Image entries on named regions
__________________________________________________
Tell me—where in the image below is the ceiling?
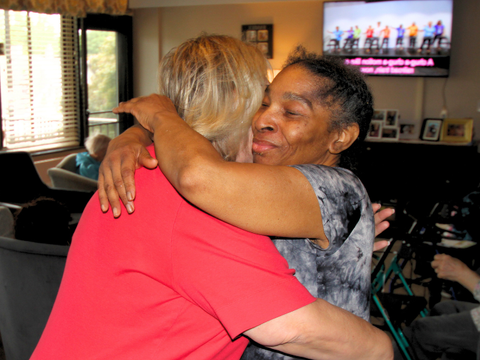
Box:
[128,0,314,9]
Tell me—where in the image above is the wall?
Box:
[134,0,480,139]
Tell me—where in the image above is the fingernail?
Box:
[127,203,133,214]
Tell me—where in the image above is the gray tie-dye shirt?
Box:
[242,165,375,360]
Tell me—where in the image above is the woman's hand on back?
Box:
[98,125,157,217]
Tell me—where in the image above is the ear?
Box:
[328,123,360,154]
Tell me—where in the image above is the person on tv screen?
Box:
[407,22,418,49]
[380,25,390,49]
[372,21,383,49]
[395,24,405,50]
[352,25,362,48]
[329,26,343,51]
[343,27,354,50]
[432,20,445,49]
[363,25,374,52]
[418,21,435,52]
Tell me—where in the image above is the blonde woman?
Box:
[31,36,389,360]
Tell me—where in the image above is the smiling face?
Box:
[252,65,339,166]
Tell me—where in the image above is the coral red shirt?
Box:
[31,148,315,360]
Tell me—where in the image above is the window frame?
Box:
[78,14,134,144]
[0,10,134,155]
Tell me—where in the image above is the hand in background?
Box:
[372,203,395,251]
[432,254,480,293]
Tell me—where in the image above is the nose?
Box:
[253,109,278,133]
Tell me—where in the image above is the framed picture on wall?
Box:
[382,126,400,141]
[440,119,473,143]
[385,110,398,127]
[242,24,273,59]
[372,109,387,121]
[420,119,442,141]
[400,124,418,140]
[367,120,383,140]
__________________________________________________
Goal — Reproduce the listing from its start through the line containing "[0,10,134,155]", including both ends, and leave the pictures out of your answer.

Solution —
Tell me—where in the image below is the ceiling?
Box:
[128,0,314,9]
Tell me—where in the image above is the wall?
Box:
[134,0,480,139]
Tell me—where in the image above is the fingernail?
Box:
[127,203,133,214]
Tell me—where in the image above is the gray tie-dye shirt?
Box:
[242,165,375,360]
Tell me—where in the image above is the woman's hand on back?
Box:
[98,125,157,217]
Tell me—where in the image above is the ear?
Box:
[328,123,360,154]
Tell me—where in the image above is the person on tv screen?
Box:
[407,22,418,49]
[380,25,390,49]
[372,21,383,49]
[395,24,405,50]
[352,25,362,48]
[329,26,343,51]
[343,27,354,50]
[432,20,445,49]
[363,25,374,52]
[418,21,435,52]
Tell me—where in the image above is the blonde woman?
Box:
[31,36,389,360]
Tell me—where in the image above is the smiling face?
Box:
[252,65,339,166]
Tell me—where in the image above is the coral red shirt?
Box:
[31,148,315,360]
Tell me—where in the image above is the window frame?
Box:
[78,14,134,144]
[0,10,134,155]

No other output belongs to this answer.